**** EXCERPTED TEXT

Island in Wrangell City and Borough, Alaska, United States

Wrangell Island (Остров Врангеля) is an island in the Alexander Archipelago in the Alaska Panhandle of southeastern Alaska. It is 28.5 mi long and 3.75 to 14.2 mi wide. It has a land area of 210.05 sqmi, making it the 29th largest island in the United States. Wrangell is separated from the mainland by the narrow Blake Channel.

==History==
The first European to sight the island was James Johnstone, one of George Vancouver’s officers during his 1791-1795 expedition, in 1793. He only charted its east coast, not realizing it was an island.

The island was occupied in 1834 by the Russians.

It is named after Ferdinand von Wrangel, a Baltic German explorer in Russian naval service, and a Russian government official. He was appointed chief manager of the Russian-American Company in 1829, effectively the first married governor of its settlements in North America (present day Alaska). Wrangel cultivated potatoes on the island, started mines, laid out roads, built bridges and government buildings and recorded geographical and ethnographical observations in a report to the navy, in his years as governor, 1829 to 1835.

After the U.S. purchased Alaska from
Russia, from 1867 to 1877, it was a U.S. military post. Later, it became an outfitting point for hunters and explorers, and for miners using the Stikine River route to the Yukon.

The island contains the city of Wrangell, Alaska. Wrangell Island is heavily forested and contains an abundance of wildlife. The only other community is Thoms Place on the southwest side, across the Zimovia Strait from Etolin Island.

Fishing and mining are pursued in the area. A lumber mill closed in the 1990s. The island and surrounding areas contain many recreational areas. It is at the mouth of the Stikine River, which provides many recreational opportunities.

==Population==
Wrangell Island's total population was 2,127 at the 2020 census, reported as Wrangell City and Borough.

********

- _REQUIRED ACTION 1_
Transcribe the Wrangell Island text word for word, everything from "Wrangell Island (Остров" down to "was an island.".
- _REQUIRED ACTION 2_
According to the Wrangell Island text, what narrow channel separates the island from the mainland?
The lines that follow come from a separate source.

**** SUPPLIED ENTRIES

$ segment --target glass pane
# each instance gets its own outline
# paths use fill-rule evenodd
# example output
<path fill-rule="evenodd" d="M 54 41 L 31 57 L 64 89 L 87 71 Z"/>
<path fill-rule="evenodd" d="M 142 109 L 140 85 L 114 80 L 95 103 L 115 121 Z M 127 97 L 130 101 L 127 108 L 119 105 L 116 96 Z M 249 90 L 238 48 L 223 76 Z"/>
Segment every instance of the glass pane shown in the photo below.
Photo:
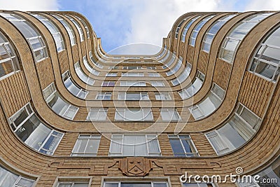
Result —
<path fill-rule="evenodd" d="M 34 182 L 33 181 L 27 180 L 24 178 L 21 178 L 17 183 L 17 185 L 22 187 L 31 187 Z"/>
<path fill-rule="evenodd" d="M 169 139 L 175 156 L 185 156 L 185 151 L 179 139 Z"/>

********

- _RESULT 1_
Wrangell Island (Остров Врангеля) is an island in the Alexander Archipelago in the Alaska Panhandle of southeastern Alaska. It is 28.5 mi long and 3.75 to 14.2 mi wide. It has a land area of 210.05 sqmi, making it the 29th largest island in the United States. Wrangell is separated from the mainland by the narrow Blake Channel.

==History==
The first European to sight the island was James Johnstone, one of George Vancouver’s officers during his 1791-1795 expedition, in 1793. He only charted its east coast, not realizing it was an island.

- _RESULT 2_
Blake Channel